→ **Data for this task**
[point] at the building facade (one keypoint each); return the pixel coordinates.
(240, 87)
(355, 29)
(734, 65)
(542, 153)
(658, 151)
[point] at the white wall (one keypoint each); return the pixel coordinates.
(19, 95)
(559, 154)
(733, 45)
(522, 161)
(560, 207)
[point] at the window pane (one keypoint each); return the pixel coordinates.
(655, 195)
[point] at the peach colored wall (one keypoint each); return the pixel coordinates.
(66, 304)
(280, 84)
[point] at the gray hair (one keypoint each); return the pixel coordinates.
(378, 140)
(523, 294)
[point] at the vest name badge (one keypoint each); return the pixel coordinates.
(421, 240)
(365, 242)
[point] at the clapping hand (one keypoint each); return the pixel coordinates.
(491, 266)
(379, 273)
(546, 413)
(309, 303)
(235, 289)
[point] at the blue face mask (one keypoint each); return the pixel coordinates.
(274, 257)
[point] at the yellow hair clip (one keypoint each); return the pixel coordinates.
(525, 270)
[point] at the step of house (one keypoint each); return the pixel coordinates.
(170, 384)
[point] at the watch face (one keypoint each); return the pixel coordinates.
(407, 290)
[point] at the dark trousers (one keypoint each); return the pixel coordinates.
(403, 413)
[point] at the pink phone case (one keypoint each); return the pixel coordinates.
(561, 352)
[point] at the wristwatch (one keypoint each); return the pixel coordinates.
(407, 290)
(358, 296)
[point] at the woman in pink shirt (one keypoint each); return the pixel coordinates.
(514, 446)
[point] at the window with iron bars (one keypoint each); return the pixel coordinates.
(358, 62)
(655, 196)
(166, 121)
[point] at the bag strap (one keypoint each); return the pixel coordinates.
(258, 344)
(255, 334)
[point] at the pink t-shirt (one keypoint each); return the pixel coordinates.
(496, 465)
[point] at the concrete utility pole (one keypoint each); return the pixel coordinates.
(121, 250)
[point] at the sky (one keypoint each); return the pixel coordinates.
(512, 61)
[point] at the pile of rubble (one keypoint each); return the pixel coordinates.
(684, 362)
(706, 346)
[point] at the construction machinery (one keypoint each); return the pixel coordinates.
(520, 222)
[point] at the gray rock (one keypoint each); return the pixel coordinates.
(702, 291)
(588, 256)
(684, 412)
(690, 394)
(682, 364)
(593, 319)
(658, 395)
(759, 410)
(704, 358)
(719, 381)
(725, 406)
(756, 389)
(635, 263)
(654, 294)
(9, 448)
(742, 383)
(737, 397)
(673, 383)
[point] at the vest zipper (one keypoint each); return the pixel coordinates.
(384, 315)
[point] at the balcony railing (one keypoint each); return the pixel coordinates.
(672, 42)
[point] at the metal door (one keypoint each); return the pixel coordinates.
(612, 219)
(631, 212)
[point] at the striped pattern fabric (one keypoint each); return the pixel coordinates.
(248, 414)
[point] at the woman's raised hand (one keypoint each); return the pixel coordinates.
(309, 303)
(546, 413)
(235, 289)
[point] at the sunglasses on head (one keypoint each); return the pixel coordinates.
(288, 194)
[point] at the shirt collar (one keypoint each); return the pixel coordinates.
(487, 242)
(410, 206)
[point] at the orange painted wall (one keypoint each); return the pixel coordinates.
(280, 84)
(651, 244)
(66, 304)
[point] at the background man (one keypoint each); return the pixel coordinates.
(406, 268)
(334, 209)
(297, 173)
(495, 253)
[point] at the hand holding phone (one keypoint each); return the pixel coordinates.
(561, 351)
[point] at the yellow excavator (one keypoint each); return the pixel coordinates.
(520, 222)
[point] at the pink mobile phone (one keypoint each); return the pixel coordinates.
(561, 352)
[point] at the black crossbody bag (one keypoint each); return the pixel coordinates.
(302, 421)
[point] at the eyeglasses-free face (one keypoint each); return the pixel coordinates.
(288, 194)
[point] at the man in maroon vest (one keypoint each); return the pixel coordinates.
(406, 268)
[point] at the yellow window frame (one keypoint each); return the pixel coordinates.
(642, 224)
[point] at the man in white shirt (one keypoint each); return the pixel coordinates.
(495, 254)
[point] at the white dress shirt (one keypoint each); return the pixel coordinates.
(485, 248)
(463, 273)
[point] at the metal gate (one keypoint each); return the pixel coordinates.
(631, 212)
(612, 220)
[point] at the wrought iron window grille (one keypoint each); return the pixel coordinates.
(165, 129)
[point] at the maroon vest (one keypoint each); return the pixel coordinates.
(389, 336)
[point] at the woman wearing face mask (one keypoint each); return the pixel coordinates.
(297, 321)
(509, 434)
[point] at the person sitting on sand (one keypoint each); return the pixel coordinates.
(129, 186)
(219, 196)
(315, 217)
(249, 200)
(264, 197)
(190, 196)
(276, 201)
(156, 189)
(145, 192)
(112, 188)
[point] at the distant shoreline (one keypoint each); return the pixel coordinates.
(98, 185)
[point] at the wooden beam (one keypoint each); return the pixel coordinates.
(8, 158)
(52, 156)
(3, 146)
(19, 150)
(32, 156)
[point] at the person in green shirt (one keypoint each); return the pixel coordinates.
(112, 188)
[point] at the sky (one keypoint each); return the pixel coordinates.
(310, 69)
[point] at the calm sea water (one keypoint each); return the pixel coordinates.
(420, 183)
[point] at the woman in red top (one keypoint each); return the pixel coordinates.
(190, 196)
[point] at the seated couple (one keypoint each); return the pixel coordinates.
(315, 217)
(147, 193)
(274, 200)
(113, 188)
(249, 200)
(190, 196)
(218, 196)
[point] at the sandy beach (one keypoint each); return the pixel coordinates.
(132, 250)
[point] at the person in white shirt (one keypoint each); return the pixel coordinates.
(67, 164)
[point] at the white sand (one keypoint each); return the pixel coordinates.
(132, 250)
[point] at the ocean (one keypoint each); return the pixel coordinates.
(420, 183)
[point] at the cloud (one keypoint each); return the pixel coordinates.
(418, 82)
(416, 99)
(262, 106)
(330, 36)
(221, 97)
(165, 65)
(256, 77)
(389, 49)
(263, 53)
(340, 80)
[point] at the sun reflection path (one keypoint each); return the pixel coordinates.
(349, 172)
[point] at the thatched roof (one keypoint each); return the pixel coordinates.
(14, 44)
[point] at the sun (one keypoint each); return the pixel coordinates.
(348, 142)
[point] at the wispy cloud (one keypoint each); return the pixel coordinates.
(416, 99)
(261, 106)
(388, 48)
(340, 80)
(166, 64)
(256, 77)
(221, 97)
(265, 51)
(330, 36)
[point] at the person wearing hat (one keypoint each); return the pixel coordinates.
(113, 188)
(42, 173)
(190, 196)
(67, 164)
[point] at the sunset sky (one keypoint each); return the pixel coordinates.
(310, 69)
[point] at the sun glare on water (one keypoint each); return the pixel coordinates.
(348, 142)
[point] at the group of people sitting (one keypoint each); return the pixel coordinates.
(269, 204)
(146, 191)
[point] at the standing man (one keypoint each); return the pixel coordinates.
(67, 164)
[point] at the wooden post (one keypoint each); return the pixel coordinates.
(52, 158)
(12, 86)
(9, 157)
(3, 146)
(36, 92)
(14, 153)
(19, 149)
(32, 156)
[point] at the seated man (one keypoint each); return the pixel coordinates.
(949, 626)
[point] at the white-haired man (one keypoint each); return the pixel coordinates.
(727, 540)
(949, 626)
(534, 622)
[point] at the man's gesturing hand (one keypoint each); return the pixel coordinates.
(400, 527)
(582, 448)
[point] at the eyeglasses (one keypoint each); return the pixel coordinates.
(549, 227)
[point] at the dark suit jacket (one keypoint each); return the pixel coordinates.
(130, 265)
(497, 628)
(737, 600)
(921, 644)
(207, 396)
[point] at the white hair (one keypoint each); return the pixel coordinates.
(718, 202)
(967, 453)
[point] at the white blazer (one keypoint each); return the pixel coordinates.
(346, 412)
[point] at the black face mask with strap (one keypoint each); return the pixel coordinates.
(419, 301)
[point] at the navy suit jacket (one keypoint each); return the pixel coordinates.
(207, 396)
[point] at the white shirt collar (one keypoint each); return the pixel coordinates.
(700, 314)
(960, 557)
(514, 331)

→ **Exercise details**
From the line containing "[point] at the seated man" down to the last line, reproduce the records exactly. Include both ends.

→ **Task answer**
[point] at the seated man (one keypoint each); return the pixel coordinates.
(949, 626)
[point] at the white-haired man (one keypoint each); return the pixel coordinates.
(727, 540)
(949, 626)
(534, 622)
[point] at the man's gesturing hand (one keypoint each); return the pixel coordinates.
(400, 527)
(582, 448)
[point] at the eyeglasses (one keypoint each); return the pixel coordinates.
(549, 227)
[point] at the dark suit jacket (one keypoint each); return the pixel coordinates.
(130, 265)
(497, 628)
(737, 600)
(921, 644)
(207, 396)
[point] at the white hair (one keypoint each); return the pixel coordinates.
(718, 202)
(967, 453)
[point] at the white blazer (one keypoint each); return the pixel coordinates.
(346, 412)
[point] at the black face mask with strap (one keypoint each); return the pixel coordinates.
(419, 301)
[point] at the navy suit jacket (one keypoint each); return the pixel coordinates.
(207, 396)
[point] at the white shirt collar (one keypoint each); return the pixel coordinates.
(700, 314)
(960, 557)
(514, 331)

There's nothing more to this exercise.